### [Aim of the exercise]
Transcribe, exactly as they appear, only the lines from the one holding "the red steel" through the end of the entries below.

-.-.-

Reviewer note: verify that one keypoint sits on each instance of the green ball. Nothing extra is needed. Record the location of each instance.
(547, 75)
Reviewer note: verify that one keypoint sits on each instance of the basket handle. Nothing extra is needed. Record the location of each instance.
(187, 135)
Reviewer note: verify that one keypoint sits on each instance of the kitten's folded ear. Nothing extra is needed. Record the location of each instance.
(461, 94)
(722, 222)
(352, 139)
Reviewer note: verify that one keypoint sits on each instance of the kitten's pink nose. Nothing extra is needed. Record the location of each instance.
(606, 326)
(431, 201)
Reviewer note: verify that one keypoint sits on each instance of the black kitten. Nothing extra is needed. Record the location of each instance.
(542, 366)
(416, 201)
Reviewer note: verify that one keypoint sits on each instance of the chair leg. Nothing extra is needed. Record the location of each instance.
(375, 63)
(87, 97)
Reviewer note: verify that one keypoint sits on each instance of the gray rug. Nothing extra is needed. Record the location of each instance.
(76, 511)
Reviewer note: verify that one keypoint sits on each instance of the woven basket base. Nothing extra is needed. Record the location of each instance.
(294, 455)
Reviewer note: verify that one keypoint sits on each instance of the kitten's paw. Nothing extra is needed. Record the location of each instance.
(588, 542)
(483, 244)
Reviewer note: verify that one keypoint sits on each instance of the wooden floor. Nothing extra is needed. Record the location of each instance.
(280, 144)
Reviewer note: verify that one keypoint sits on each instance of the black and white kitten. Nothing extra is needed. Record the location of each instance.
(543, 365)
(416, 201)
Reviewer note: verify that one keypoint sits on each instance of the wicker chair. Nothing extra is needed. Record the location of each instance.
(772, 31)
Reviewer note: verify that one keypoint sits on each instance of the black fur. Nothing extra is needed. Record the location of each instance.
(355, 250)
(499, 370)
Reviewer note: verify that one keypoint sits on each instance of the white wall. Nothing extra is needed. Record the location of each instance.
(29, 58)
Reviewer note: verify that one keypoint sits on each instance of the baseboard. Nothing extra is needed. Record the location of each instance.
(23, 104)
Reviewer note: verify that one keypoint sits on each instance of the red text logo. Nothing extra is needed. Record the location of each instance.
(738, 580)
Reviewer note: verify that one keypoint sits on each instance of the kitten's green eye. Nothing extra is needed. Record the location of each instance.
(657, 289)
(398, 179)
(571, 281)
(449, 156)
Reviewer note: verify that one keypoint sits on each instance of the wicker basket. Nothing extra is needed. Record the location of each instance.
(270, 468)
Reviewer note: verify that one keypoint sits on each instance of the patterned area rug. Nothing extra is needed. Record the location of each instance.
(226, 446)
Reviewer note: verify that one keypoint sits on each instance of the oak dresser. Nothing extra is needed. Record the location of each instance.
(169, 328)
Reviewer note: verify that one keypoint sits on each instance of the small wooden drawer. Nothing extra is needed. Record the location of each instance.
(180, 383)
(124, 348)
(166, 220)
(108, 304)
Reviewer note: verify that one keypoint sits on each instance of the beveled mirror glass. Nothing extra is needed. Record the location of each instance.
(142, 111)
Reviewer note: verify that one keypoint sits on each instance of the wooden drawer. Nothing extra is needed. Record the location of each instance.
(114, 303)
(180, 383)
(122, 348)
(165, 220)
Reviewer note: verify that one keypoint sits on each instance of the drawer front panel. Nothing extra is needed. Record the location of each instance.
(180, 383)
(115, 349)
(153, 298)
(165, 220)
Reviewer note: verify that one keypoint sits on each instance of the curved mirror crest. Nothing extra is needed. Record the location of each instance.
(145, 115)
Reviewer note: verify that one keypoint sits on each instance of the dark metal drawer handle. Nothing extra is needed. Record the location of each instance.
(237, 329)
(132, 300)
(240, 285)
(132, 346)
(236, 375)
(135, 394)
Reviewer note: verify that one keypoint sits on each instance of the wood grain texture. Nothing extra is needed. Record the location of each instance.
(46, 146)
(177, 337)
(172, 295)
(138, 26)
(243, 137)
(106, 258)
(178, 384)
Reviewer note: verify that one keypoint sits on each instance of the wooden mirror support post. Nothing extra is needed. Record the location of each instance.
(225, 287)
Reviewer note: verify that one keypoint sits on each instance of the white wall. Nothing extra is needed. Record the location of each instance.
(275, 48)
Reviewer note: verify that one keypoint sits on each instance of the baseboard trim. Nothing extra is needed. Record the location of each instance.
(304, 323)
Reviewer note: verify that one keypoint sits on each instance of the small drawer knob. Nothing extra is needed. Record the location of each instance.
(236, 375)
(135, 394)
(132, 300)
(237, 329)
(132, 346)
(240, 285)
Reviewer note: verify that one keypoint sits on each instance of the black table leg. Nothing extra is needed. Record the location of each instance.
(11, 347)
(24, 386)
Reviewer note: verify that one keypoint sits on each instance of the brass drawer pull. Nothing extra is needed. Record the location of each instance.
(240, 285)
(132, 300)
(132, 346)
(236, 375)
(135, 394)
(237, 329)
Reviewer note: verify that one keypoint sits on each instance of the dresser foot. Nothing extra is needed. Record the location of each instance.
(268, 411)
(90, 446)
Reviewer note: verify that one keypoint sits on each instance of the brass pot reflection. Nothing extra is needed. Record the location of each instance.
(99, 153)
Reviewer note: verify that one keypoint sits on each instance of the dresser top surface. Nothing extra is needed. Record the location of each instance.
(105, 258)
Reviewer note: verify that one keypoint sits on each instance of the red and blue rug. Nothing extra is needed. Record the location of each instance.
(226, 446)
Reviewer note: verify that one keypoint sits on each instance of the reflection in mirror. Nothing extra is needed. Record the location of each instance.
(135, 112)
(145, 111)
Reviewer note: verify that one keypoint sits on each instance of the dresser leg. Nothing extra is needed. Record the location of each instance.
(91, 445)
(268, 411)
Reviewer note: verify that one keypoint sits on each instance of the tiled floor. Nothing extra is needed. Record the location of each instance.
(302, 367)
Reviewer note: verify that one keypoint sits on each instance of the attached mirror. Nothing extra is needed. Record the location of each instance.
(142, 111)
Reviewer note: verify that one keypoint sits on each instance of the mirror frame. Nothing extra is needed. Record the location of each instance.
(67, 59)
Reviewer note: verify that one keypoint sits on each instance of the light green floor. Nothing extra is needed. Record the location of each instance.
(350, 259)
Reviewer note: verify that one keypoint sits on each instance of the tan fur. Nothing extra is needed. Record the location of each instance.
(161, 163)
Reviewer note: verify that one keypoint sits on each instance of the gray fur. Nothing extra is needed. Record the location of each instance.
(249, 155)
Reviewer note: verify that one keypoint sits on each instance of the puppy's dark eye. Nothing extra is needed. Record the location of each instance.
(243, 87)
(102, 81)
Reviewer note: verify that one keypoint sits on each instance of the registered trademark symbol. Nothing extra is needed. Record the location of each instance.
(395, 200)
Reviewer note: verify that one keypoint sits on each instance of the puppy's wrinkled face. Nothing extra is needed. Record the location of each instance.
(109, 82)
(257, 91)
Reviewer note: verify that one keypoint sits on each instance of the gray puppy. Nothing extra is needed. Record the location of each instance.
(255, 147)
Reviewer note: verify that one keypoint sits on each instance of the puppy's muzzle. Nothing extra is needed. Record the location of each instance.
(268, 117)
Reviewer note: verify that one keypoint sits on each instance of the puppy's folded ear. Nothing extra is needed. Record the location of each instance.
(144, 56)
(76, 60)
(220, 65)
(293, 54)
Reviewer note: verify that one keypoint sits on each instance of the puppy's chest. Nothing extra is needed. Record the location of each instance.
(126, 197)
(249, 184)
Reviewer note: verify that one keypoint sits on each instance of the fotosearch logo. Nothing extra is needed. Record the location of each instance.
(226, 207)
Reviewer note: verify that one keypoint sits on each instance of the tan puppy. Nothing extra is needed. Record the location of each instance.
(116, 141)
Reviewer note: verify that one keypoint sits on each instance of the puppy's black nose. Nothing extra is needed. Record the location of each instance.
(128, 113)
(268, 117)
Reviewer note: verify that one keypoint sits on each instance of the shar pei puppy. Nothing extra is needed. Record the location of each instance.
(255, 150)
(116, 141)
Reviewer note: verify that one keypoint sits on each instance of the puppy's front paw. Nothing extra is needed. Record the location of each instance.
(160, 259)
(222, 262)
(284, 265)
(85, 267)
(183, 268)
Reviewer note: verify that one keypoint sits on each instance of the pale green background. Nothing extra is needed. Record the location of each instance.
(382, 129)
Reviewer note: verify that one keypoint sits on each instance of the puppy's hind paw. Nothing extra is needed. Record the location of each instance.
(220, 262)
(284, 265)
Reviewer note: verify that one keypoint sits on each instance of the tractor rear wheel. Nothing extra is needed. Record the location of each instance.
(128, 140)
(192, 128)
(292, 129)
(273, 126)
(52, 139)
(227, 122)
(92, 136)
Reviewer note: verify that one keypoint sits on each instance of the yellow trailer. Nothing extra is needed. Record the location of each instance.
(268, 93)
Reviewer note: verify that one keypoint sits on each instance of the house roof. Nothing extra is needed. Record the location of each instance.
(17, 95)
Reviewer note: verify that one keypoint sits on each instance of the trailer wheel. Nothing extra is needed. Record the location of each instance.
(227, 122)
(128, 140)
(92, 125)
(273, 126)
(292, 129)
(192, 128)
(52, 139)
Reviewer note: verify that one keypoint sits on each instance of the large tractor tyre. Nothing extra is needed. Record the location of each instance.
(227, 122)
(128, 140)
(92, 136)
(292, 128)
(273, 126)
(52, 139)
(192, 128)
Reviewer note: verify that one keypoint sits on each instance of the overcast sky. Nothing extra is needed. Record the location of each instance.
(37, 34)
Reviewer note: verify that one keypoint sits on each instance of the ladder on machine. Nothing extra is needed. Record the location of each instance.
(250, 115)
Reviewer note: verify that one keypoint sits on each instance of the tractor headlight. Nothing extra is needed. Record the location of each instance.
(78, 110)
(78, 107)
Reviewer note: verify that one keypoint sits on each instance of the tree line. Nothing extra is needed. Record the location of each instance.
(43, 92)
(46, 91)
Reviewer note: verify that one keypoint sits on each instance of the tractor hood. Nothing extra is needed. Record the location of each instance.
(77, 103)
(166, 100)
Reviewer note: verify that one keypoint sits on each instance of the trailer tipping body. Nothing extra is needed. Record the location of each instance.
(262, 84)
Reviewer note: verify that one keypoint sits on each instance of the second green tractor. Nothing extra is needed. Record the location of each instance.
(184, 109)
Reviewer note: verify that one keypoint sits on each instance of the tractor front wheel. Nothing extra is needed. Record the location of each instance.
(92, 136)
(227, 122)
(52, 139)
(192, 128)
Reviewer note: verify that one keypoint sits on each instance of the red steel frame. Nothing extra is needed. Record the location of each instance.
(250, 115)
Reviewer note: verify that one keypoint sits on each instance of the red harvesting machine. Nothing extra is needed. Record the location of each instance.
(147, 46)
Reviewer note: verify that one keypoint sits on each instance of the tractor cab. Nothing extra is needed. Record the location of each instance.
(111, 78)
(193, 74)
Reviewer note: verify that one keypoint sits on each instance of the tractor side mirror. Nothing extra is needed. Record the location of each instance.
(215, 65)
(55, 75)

-.-.-

### [Answer below]
Reviewer note: verify that one keypoint sits on each instance of the red steel frame. Nothing extra is needed. Record the location of each instance.
(250, 115)
Reviewer note: verify that one keypoint sits on each instance of the red harvesting machine. Nothing extra is needed. Record the location of each instance.
(147, 46)
Reviewer note: verify that one keypoint sits on each instance of the tractor cab. Nothing extra is needed. Record the location of each instance.
(111, 78)
(193, 74)
Reviewer note: verify that one keypoint sits on each instance of the tractor side mirror. Nothing extra is needed. Record the location of each instance.
(215, 65)
(55, 75)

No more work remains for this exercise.